> _INSTRUCTIONS FOR THE TASK_:
Please write out exactly the lines that begin at the line containing "Task: confirm every instance of the dark barn" and run to the end of the records.

[Dataset rows on where objects appear]

--------------------------------

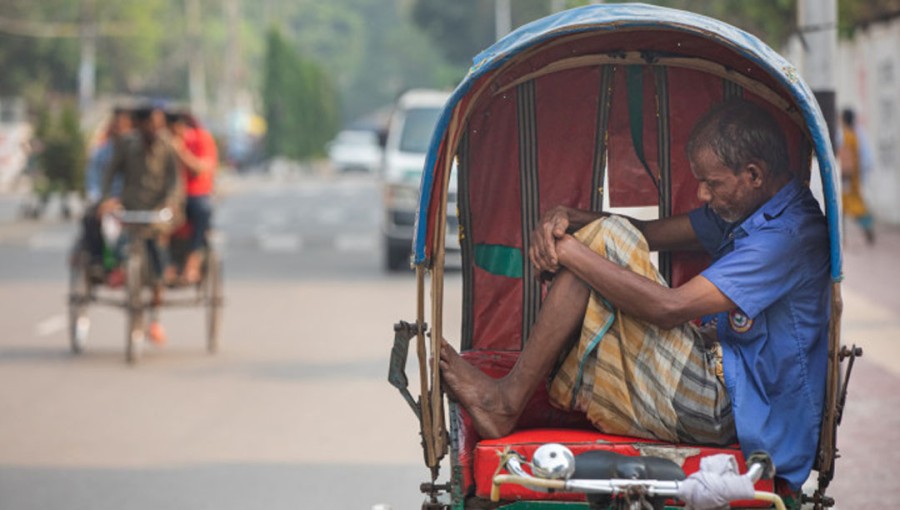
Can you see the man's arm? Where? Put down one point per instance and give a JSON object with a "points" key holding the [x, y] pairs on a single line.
{"points": [[638, 296], [675, 233], [668, 234]]}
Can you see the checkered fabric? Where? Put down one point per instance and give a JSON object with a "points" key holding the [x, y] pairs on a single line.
{"points": [[633, 378]]}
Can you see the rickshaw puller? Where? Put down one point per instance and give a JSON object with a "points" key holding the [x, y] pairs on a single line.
{"points": [[754, 369], [146, 164]]}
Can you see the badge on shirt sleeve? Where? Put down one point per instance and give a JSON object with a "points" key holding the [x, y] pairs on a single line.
{"points": [[739, 322]]}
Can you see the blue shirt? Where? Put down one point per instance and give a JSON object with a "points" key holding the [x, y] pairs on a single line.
{"points": [[774, 266]]}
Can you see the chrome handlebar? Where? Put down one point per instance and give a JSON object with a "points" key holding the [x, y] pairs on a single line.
{"points": [[558, 477], [135, 217]]}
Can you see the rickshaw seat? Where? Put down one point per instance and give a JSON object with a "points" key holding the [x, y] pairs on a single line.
{"points": [[542, 423]]}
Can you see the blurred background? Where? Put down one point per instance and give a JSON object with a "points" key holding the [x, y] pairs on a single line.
{"points": [[313, 206]]}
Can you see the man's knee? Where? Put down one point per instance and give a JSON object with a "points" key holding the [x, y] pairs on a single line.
{"points": [[609, 227]]}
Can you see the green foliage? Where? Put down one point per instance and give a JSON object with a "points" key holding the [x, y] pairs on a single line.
{"points": [[301, 106], [63, 158]]}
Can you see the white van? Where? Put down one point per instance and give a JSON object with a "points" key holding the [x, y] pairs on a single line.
{"points": [[409, 134]]}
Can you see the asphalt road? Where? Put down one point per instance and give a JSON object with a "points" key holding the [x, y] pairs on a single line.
{"points": [[295, 411]]}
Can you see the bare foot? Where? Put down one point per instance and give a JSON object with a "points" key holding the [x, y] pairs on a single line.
{"points": [[483, 397]]}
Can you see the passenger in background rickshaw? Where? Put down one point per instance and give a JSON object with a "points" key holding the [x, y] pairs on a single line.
{"points": [[755, 367], [199, 158], [147, 165], [119, 124], [850, 155]]}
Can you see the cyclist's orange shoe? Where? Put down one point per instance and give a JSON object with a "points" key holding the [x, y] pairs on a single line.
{"points": [[156, 333], [116, 278]]}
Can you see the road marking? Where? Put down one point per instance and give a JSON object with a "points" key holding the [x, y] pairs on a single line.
{"points": [[345, 243], [50, 325], [279, 243], [50, 241]]}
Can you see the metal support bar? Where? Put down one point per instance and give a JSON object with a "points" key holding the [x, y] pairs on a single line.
{"points": [[851, 353], [403, 333]]}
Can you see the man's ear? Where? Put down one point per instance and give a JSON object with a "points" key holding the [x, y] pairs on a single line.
{"points": [[756, 173]]}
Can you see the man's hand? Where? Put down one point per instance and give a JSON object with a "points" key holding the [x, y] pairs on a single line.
{"points": [[542, 252], [107, 206]]}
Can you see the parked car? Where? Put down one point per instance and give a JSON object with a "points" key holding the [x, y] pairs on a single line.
{"points": [[355, 150], [409, 132]]}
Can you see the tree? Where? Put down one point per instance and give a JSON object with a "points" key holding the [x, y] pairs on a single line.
{"points": [[64, 154], [301, 107], [463, 28]]}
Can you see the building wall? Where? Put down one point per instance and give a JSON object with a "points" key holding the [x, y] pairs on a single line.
{"points": [[869, 82]]}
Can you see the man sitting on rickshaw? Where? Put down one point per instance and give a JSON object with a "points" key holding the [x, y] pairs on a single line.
{"points": [[753, 369], [146, 164]]}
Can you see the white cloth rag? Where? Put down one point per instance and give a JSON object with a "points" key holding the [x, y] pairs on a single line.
{"points": [[715, 484]]}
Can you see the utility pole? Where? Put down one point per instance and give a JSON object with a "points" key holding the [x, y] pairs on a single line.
{"points": [[87, 68], [229, 86], [817, 20], [196, 67]]}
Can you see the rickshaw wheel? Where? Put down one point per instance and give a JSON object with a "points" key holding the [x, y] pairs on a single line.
{"points": [[134, 277], [213, 294], [79, 294]]}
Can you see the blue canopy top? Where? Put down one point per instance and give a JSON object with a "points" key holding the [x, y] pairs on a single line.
{"points": [[613, 17]]}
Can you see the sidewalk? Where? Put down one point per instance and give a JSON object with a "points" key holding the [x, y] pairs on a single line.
{"points": [[871, 425]]}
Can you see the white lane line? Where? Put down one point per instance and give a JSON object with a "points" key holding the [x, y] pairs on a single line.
{"points": [[50, 241], [279, 243], [50, 325], [346, 243]]}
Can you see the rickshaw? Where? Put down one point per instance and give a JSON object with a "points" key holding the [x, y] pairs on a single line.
{"points": [[588, 108], [134, 293]]}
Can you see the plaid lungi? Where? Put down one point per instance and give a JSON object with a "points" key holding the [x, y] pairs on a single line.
{"points": [[636, 379]]}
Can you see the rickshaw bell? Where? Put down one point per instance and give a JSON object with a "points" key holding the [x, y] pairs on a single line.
{"points": [[753, 370]]}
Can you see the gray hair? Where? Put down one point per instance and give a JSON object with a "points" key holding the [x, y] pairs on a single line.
{"points": [[741, 132]]}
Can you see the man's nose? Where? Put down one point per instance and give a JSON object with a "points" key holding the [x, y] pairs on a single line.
{"points": [[703, 193]]}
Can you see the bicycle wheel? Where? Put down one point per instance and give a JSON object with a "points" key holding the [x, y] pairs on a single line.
{"points": [[134, 280], [213, 294], [79, 296]]}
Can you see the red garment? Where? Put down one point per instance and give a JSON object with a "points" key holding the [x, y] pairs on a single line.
{"points": [[202, 145]]}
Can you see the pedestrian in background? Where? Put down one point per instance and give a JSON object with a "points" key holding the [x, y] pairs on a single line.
{"points": [[850, 155], [197, 153]]}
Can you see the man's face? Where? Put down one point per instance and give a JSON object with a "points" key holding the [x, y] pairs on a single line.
{"points": [[731, 195]]}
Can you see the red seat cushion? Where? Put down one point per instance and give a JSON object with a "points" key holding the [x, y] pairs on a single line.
{"points": [[487, 457], [542, 423]]}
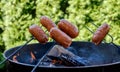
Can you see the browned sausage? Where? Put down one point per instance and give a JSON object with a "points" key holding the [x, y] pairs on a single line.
{"points": [[47, 23], [60, 37], [100, 33], [38, 33], [68, 28]]}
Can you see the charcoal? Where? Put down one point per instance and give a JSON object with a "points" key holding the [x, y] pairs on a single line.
{"points": [[67, 58]]}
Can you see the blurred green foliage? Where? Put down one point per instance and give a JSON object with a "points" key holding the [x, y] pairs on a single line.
{"points": [[17, 15]]}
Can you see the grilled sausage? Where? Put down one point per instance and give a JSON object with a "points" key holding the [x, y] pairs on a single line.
{"points": [[47, 23], [68, 28], [100, 33], [38, 33], [60, 37]]}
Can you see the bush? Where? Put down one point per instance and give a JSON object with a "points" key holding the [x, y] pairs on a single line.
{"points": [[17, 15]]}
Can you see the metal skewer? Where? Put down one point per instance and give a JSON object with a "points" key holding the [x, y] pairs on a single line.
{"points": [[17, 50], [33, 70]]}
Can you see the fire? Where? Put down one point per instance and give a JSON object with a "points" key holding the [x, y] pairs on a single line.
{"points": [[32, 56]]}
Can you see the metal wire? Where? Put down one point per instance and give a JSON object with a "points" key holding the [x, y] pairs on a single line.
{"points": [[17, 50], [33, 70]]}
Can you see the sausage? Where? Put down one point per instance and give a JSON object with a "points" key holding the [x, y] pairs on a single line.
{"points": [[38, 33], [60, 37], [100, 33], [68, 28], [47, 23]]}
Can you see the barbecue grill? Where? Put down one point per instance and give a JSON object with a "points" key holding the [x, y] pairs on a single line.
{"points": [[29, 58]]}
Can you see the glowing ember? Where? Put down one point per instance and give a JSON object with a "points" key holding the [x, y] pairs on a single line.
{"points": [[15, 57], [32, 57]]}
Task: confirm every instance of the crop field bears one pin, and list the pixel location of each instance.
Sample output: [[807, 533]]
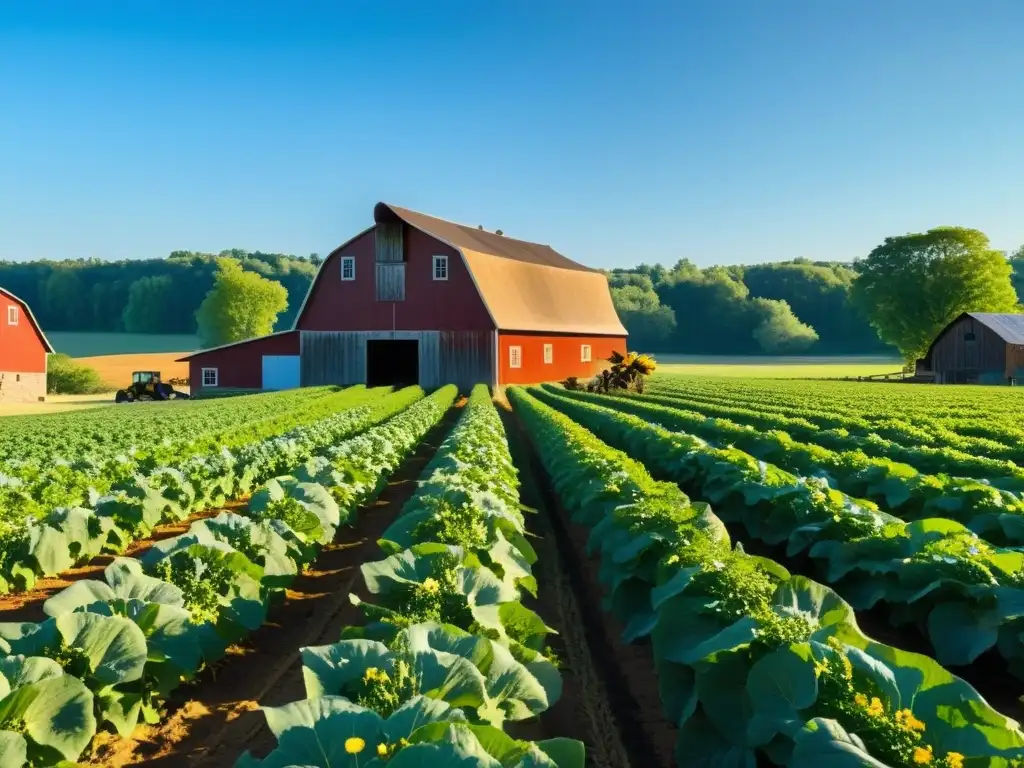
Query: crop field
[[720, 571]]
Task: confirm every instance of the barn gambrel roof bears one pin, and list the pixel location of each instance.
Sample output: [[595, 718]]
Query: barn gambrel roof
[[1010, 328], [524, 286], [31, 316]]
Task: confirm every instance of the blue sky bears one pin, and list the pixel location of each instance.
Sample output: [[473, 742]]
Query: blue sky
[[725, 131]]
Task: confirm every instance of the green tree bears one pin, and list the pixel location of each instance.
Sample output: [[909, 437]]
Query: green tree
[[913, 285], [1017, 276], [150, 301], [780, 332], [241, 305], [649, 324]]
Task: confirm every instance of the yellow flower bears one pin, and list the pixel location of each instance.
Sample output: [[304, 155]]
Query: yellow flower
[[847, 667], [877, 709]]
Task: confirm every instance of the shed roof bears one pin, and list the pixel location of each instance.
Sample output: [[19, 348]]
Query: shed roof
[[524, 286], [201, 352], [31, 316], [1010, 328]]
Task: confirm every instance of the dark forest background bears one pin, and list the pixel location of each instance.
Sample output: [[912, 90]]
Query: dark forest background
[[799, 306]]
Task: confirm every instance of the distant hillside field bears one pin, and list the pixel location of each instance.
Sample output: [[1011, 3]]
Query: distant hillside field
[[92, 344], [116, 370], [779, 367]]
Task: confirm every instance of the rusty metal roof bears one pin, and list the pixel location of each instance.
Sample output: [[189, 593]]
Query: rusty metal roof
[[525, 286], [1010, 328]]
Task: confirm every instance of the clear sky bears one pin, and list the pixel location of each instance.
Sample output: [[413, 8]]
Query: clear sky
[[725, 131]]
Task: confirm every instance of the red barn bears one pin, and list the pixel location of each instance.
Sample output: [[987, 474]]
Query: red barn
[[416, 299], [23, 352]]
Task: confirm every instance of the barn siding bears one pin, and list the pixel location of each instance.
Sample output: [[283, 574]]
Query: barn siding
[[565, 356], [390, 282], [388, 242], [240, 366], [22, 347], [340, 356], [955, 359], [454, 304]]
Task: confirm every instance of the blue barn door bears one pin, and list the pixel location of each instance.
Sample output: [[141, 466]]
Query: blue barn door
[[281, 371]]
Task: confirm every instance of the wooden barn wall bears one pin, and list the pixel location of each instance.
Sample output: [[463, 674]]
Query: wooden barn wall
[[953, 354], [390, 282], [340, 356], [388, 242], [1015, 361]]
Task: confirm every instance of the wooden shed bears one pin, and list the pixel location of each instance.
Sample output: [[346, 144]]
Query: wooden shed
[[978, 348], [417, 299], [23, 352]]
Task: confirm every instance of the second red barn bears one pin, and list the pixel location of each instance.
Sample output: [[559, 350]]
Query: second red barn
[[418, 300]]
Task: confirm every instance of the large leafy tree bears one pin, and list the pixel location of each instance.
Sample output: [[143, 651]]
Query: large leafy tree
[[241, 305], [912, 285]]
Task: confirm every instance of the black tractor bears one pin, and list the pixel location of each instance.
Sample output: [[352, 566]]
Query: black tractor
[[145, 385]]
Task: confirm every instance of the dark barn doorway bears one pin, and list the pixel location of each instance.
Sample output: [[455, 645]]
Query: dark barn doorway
[[392, 363]]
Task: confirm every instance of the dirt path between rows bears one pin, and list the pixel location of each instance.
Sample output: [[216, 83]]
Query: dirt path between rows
[[28, 605], [610, 698], [212, 721]]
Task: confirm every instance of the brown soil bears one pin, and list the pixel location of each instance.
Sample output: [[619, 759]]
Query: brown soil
[[611, 696], [212, 721], [28, 606]]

--------------------------------

> _WRITTEN RESPONSE_:
Task: confirm every instance of the dark barn doorway bears one pin, and list the pixel location of each instance.
Sample output: [[455, 645]]
Query: dark barn doorway
[[392, 363]]
Task: confirm every instance of the dirt path between rows bears one pin, and list the pixel location of each instance.
Sample output: [[216, 83]]
Query: dirt path between rows
[[28, 605], [610, 698], [212, 721]]
Task: confirm every instance of the brown soil bears one pin, and list the pixel location of each instance.
Sample output: [[619, 759]]
Query: brown soil
[[611, 696], [212, 721], [28, 606]]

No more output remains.